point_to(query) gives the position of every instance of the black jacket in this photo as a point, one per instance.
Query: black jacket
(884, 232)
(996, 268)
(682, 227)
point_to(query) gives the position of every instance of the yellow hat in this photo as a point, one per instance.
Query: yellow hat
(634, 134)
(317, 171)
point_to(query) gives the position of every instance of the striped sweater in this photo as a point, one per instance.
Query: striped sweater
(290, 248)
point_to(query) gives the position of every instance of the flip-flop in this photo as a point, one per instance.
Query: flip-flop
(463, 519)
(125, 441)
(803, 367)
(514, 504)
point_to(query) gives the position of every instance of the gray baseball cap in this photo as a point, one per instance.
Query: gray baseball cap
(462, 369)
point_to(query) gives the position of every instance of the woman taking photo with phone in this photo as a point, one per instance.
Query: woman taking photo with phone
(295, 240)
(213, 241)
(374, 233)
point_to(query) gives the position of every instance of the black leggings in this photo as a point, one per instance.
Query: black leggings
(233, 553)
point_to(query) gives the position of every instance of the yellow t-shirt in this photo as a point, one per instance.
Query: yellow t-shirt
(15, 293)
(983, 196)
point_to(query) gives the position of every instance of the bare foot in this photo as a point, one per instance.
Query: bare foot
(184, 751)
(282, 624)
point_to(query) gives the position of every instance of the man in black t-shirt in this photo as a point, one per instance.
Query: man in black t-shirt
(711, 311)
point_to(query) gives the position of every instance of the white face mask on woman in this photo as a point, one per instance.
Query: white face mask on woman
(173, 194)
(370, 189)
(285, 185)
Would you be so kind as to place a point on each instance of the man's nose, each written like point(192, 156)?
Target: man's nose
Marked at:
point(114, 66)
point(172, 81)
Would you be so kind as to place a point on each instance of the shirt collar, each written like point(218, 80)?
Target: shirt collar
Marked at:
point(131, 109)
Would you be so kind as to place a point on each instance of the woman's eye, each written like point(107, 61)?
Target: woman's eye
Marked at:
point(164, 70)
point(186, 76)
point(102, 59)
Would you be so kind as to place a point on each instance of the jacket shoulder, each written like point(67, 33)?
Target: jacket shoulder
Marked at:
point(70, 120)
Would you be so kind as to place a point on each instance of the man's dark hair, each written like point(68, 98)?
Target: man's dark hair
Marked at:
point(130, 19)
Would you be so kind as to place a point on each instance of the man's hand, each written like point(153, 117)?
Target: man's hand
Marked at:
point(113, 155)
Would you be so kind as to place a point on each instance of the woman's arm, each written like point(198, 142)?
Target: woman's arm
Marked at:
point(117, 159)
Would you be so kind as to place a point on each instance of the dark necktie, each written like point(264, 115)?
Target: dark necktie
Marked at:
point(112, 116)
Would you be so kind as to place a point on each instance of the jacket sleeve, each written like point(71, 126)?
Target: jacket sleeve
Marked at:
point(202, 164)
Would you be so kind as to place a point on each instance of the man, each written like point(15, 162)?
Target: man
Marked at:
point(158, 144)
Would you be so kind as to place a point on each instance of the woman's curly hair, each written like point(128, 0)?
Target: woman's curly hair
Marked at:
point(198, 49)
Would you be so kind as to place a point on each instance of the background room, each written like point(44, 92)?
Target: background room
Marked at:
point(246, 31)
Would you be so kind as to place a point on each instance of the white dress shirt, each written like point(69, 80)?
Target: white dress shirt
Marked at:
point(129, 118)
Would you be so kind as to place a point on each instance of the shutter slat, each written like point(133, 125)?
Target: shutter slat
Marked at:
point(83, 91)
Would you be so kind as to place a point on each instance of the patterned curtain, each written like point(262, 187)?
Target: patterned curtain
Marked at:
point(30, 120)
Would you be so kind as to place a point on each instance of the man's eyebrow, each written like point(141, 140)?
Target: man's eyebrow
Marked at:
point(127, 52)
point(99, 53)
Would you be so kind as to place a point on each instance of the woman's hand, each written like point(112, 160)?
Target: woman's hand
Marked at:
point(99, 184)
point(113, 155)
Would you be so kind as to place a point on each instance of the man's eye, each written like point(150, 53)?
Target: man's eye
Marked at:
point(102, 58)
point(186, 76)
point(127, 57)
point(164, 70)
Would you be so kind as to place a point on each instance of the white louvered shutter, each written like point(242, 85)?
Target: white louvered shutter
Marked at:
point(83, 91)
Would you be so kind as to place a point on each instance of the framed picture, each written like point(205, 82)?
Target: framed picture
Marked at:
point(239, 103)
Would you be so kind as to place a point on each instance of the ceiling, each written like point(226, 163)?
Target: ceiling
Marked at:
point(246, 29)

What needs to be done: Above are some records; copy exactly the lines from the one with "Target: white dress shirt" through the one with "Target: woman's hand", both included, and no others.

Response to the task:
Target: white dress shirt
Marked at:
point(129, 118)
Would you be so kind as to place a point on each instance of the shutter slat, each written like point(133, 125)?
Target: shutter slat
Marked at:
point(83, 91)
Would you be so kind as to place a point on each instance of the patterned curtain, each written like point(262, 187)?
Target: patterned curtain
Marked at:
point(30, 120)
Would you be so kind as to place a point on each instance of the man's eyebrow, each written like point(141, 140)?
Target: man's eyebrow
Marked at:
point(127, 52)
point(99, 53)
Would you be so kind as to place a point on each instance of the woman's hand, each written like point(112, 160)?
Target: woman's hand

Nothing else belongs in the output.